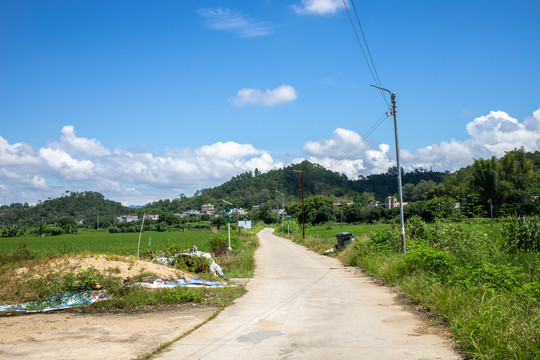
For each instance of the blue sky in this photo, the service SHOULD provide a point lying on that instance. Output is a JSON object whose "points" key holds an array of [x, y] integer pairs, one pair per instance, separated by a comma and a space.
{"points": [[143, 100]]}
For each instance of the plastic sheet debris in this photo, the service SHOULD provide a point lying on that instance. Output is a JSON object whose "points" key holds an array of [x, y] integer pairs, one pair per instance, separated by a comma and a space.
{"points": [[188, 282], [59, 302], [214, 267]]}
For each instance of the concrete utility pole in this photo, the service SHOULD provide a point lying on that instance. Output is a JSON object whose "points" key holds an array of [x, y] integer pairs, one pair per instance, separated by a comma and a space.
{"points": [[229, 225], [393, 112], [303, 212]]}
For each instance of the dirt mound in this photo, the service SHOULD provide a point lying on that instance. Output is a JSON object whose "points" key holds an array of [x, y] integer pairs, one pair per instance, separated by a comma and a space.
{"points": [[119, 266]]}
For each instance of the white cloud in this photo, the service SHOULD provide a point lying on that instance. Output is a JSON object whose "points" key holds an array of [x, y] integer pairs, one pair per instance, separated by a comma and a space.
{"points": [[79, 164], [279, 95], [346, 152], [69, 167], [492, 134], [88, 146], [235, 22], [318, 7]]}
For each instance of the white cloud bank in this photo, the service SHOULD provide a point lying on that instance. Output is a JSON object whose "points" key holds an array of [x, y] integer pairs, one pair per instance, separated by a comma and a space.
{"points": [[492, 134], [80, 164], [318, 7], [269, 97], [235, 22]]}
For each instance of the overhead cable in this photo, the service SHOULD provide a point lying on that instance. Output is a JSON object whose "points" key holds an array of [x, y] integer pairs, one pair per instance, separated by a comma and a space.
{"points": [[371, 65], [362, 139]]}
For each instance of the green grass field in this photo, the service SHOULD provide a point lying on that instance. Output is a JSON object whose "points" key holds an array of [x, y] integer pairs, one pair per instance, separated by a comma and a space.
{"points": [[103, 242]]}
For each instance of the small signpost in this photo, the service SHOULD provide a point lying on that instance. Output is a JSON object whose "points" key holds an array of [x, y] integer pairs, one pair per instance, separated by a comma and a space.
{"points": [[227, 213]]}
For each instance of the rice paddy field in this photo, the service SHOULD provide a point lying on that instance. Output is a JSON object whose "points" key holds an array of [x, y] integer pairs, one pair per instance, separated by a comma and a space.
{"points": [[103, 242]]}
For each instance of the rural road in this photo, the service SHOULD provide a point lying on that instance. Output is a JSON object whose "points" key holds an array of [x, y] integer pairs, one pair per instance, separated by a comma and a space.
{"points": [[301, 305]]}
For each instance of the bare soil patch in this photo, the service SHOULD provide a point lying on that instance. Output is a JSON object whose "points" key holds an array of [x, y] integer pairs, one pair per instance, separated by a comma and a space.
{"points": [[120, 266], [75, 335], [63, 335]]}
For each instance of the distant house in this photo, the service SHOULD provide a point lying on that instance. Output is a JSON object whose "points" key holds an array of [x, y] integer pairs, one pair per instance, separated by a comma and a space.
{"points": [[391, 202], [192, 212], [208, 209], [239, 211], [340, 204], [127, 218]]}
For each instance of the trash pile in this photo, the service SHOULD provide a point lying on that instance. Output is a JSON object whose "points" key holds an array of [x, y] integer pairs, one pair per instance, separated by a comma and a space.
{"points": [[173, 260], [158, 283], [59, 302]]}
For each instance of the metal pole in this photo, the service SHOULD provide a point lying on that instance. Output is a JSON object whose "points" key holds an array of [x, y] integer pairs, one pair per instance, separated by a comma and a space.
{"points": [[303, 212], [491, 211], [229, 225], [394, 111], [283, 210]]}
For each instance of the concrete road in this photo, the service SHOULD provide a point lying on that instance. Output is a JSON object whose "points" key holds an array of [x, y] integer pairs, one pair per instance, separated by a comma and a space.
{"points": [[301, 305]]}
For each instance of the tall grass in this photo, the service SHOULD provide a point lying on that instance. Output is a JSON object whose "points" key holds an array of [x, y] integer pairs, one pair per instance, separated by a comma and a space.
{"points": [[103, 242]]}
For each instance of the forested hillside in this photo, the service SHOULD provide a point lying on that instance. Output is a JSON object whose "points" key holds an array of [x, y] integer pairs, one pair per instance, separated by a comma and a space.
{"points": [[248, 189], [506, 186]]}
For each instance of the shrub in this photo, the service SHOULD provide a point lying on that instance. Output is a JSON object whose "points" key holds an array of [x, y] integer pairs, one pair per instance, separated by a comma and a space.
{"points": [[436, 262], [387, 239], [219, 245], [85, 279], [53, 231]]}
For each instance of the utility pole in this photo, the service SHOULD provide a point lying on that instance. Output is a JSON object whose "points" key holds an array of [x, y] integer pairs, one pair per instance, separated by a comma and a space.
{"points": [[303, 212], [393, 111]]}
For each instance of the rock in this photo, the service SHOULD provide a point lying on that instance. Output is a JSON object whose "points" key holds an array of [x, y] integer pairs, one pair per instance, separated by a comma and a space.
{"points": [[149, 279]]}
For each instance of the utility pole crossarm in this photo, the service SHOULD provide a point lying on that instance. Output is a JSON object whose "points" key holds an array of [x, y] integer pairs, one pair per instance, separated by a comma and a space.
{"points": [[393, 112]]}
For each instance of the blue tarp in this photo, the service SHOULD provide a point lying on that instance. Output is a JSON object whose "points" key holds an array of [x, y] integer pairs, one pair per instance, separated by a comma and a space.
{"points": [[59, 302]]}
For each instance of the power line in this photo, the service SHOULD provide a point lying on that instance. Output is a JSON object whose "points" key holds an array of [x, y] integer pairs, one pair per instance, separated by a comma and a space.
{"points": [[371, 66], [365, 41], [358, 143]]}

•••

• Work to do: Print the listing above in full, exactly as written. Omit any pictures.

• Answer in full:
For each instance of the blue sky in this photo, the service SHOULD provide a point lying on that instance. Output is a JSON object whose "points" key holds an array of [x, y] integer pairs, one pair per instance, separated by a comma and a space.
{"points": [[143, 100]]}
For each instance of the plastic sheet debris in this photo, the service SHOULD provide a point lying on that instance. Output is a JSON object whose "points" key holds an array of [x, y] integer pairs, one pair per instance, separated by a comma and a space.
{"points": [[188, 282], [59, 302], [214, 267]]}
For each instance of the concrete utility pole in this photo, the service SHOULD provide a point lying on that instance. Output is a JSON object whose "points" key holds an array of [x, y] integer pairs, one pair per instance, separated by a comma and a space.
{"points": [[229, 225], [393, 112], [303, 212]]}
For each instance of the dirt mound in this photo, the service SHOULD provide a point lying on that instance. Output is a JSON object whose "points" key holds an array of [x, y] integer pairs, one pair per instance, separated by a comma and a space.
{"points": [[119, 266]]}
For each instance of the white cloud in this photo, the service SHOULD provide a point lying on that instance. Output is a JSON object whose "points" key holds an array of [x, y] integer pairs, one pair per instance, separated by a comma and a space.
{"points": [[79, 164], [279, 95], [346, 152], [69, 167], [492, 134], [88, 146], [235, 22], [318, 7]]}
For each instance of the white cloud bank in this photo, the service SHOULD provide a point lying on that instance. Output is a JSON object whose "points" key holds an array of [x, y] integer pairs, one pair per instance, separated by a comma and a space.
{"points": [[492, 134], [80, 164], [318, 7], [269, 97], [235, 22]]}
For each instance of the overhead cable in this photo, the service SHOULD provide a point lying on that instance. Output is a JSON object whose "points" key holds an array of [x, y] integer pairs, one pair per instance, separated by a comma and a space.
{"points": [[371, 65], [362, 139]]}
For each instance of the green grass field in this photo, the service SHOULD provide a point lying on that instance. Output is a JSON object whose "points" key holds an array of [x, y] integer pairs, one pair per instance, separated by a comma and a space.
{"points": [[103, 242]]}
For each instance of the small signpost in this photo, the service SHOULD provide a point lying on that instance. Output is a JSON object whose "points" key holds an array of [x, y] integer pairs, one pair per instance, separated by a comma and a space.
{"points": [[227, 213]]}
For each instance of the rice paddy field in this photo, the service SHOULD provide a point lying on that instance. Output is a JSON object whose "points" key holds an array of [x, y] integer pairs, one pair per instance, separated by a comma and a space.
{"points": [[103, 242]]}
For each instance of the rural road in this photo, the service SHOULD provide a point lying on that instance. Output is a JSON object whose "points" key holds an array of [x, y] integer pairs, one pair per instance, separated by a comma and a space.
{"points": [[301, 305]]}
For each instance of the bare soil patch in this photo, the service SHOULD provide a point lying on that instance. Output is a JSON object whose "points" key holds an array of [x, y] integer pairs, one pair per instance, separated by a comma and a space.
{"points": [[120, 266], [75, 335], [63, 335]]}
For each instance of the distant house in this photo, the service SHOULD provide a point lying on that instance. Output is a JSON object whose "points" key holds an array of [x, y] integer pairs, one pair per instance, separated by a comma and a space.
{"points": [[391, 202], [192, 212], [208, 209], [239, 211], [340, 204], [127, 218]]}
For each instance of the trash pile in this photo, the service SHOULD provide a point lying on that instance. Output is a JSON object whose "points" key holds an array of [x, y] integer pairs, one pair per instance, separated by a comma and a space.
{"points": [[173, 260], [158, 283], [59, 302]]}
For each instance of the metal pole in this photo, the service SHOULD provide a point lying on that instance. Output is a JSON object whose "points" key holds an array of [x, y] integer pairs, one pair per instance, separated by a comma and a space.
{"points": [[303, 212], [491, 211], [229, 225], [394, 111], [283, 210]]}
For each instance of the concrete road in this photo, the service SHOULD provide a point lying on that instance. Output is a JSON object whose "points" key holds an array of [x, y] integer pairs, one pair per instance, separated by a comma and a space.
{"points": [[301, 305]]}
For each instance of the tall grass in this photo, the service SHOULD provide a point lying on that instance. Output is a JSON object whose "points" key holds an array of [x, y] integer pairs, one pair per instance, separated by a comma and a space.
{"points": [[103, 242]]}
For each instance of the forested hillside in this photo, the service SHOULD provide a point lying on that instance. Output is a JSON object whose "points" key holds an array of [x, y] integer pairs, one pair per instance, separated by a comma and a space.
{"points": [[248, 189], [506, 186]]}
For each instance of the shrub in this photo, the service SHOULD provide a point lying on that instance. Output is a JSON object whose "points" key holds an array of [x, y] integer pairs, one pair per instance, separated by a comma and a space.
{"points": [[436, 262], [387, 239], [219, 245], [85, 279], [53, 231]]}
For each instance of the utility pole in this photo, the service SHOULD provide a point lying on that instance. Output is a JSON object whose "points" key holds an array of [x, y] integer pairs, one pair per instance, separated by a comma and a space.
{"points": [[303, 212], [393, 111]]}
For each instance of the rock in this photo, the service SHOULD provide a point lying on that instance. Output is a JSON object whose "points" key holds an array of [x, y] integer pairs, one pair per instance, separated by a comma and a space.
{"points": [[149, 279]]}
For each instance of the utility pole crossarm in this photo, the service SHOULD provide a point lying on that instance. Output is a JSON object whose "points" key holds an array of [x, y] integer pairs, one pair per instance, separated by a comma and a space.
{"points": [[393, 112]]}
For each instance of the blue tarp in this photo, the service SHOULD provide a point lying on that instance. Output is a JSON object whose "points" key holds an array of [x, y] integer pairs, one pair per instance, separated by a comma and a space.
{"points": [[59, 302]]}
For each instance of the power line in this photo, the service SHOULD provide a point lying on that instance. Output is a JSON object whose "points" key holds an array of [x, y] integer pairs, one pair per instance, separated by a comma and a space.
{"points": [[371, 66], [365, 41], [358, 143]]}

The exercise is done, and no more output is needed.